TASK GOAL:
Every record here must be set down once more, precisely as it reads.

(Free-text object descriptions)
———

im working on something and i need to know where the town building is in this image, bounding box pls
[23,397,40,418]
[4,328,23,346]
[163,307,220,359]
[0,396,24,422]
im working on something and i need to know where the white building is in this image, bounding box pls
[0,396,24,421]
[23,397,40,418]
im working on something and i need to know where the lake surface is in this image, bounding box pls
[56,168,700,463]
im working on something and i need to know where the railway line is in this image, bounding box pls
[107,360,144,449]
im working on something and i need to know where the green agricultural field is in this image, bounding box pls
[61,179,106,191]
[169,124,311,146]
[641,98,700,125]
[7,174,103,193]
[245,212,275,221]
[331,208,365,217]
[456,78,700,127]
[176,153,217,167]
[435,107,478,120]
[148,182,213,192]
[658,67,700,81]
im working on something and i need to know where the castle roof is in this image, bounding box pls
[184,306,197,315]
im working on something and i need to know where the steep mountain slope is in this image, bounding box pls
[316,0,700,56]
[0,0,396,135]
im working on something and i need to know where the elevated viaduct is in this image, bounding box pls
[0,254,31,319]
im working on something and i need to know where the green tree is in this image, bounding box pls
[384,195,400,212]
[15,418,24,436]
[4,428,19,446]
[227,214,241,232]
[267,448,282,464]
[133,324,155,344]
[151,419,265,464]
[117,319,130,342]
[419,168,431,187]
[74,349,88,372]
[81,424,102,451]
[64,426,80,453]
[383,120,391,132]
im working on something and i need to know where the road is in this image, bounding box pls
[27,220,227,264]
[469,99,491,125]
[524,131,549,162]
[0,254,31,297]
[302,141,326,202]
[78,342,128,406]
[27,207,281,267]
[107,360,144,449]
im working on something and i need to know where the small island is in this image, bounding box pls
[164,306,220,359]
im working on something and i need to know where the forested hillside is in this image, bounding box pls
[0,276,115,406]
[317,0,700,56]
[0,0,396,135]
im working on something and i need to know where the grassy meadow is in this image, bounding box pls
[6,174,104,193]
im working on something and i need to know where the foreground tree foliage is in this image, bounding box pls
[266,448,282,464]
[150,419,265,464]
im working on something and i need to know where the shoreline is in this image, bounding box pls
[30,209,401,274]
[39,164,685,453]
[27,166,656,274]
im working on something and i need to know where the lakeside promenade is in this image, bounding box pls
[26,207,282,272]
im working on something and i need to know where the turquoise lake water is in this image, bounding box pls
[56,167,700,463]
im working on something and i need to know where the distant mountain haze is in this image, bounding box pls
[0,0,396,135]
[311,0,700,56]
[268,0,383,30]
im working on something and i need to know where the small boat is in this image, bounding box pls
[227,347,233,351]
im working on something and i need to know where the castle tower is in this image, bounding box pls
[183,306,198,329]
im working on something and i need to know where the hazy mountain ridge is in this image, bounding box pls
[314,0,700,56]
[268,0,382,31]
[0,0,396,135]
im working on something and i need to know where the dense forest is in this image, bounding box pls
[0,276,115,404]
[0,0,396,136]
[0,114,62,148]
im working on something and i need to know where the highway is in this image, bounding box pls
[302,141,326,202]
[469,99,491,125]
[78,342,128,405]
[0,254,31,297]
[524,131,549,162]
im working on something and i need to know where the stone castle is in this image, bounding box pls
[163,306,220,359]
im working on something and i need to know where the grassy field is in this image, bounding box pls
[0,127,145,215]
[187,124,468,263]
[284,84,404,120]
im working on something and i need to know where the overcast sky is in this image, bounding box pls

———

EXPECTED ANSWER:
im working on something and i need to know where the town building is in this image, bounding box pls
[23,397,40,418]
[4,328,23,346]
[163,307,220,359]
[0,396,24,422]
im working on something and i need to know where the white building is in this image, bounding box pls
[0,396,24,421]
[23,397,40,418]
im working on something and i need to know where the lake surface is in this image, bounding box pls
[56,168,700,463]
im working on something and i need to know where the railway line is in this image, bounding box pls
[107,360,144,449]
im working on something and i need to know where the green agricultural field is in this image, bounding box pls
[61,179,106,191]
[169,124,311,146]
[641,98,700,125]
[7,174,103,193]
[245,212,275,221]
[331,208,365,217]
[456,78,700,127]
[176,153,217,167]
[435,107,478,120]
[148,182,213,192]
[658,67,700,81]
im working on something and i need to know where the castle roof is in this image, bounding box pls
[184,306,197,315]
im working on something and i need to know where the steep mountain slope is in this image, bounding box pls
[316,0,700,56]
[0,0,396,135]
im working on something and i need to know where the elevated viaduct is in this image, bounding box pls
[0,254,31,319]
im working on something and i need to know where the green tree is in this image, bounding box pls
[384,195,400,212]
[15,418,24,436]
[4,428,19,446]
[227,214,241,232]
[267,448,282,464]
[133,324,155,344]
[151,419,265,464]
[117,319,130,342]
[419,168,431,187]
[74,349,88,372]
[81,424,102,451]
[64,426,80,453]
[383,120,391,132]
im working on something and i need to know where the road is in this image, bounding box pls
[27,220,227,264]
[469,99,491,125]
[524,131,549,162]
[0,254,31,297]
[302,141,326,202]
[78,342,128,406]
[27,207,281,267]
[107,360,144,449]
im working on something and i need to know where the small island is in this image, bounding box pls
[164,306,220,359]
im working on something and i need to know where the forested hillside is in this image, bounding box pls
[0,276,115,406]
[317,0,700,56]
[0,0,396,135]
im working on something and i need to know where the grassy meadow is in this image, bounding box pls
[6,174,104,193]
im working on something and i need to know where the foreground tree foliage is in this image, bounding box pls
[266,448,282,464]
[150,419,265,464]
im working on something and i need to know where the shoreline is in this image, bounding box pls
[30,209,401,274]
[39,164,685,453]
[27,166,656,274]
im working on something and i need to know where the lakeside promenade is in this image, bounding box pls
[26,207,282,272]
im working on something and i need to know where the turquoise lake water is in this image, bounding box pls
[56,167,700,463]
im working on something and i need to know where the distant mountain haze is in this image, bounding box pls
[0,0,396,135]
[311,0,700,56]
[268,0,383,30]
im working on something and i need to know where the small boat is in this image, bounding box pls
[227,347,233,351]
im working on something and i need to know where the castle tower is in this image, bounding box pls
[183,306,198,329]
im working on something and i need to know where the hazy mountain ridge is in this image, bounding box pls
[314,0,700,56]
[268,0,382,31]
[0,0,396,135]
im working on something and i need to know where the dense forest is in this image, bounding box pls
[0,276,115,404]
[0,0,396,136]
[0,114,62,148]
im working on something and i need to know where the highway is in this image, bounding box pls
[302,141,326,202]
[469,99,491,125]
[78,342,128,405]
[0,254,31,297]
[524,131,549,162]
im working on something and i need to know where the stone castle is in this image, bounding box pls
[163,306,220,359]
im working on something and i need to know where the grassy field is in this image, bounding box pls
[0,127,145,215]
[187,124,468,263]
[284,84,404,120]
im working on something and i need to know where the overcast sky is in this image, bounding box pls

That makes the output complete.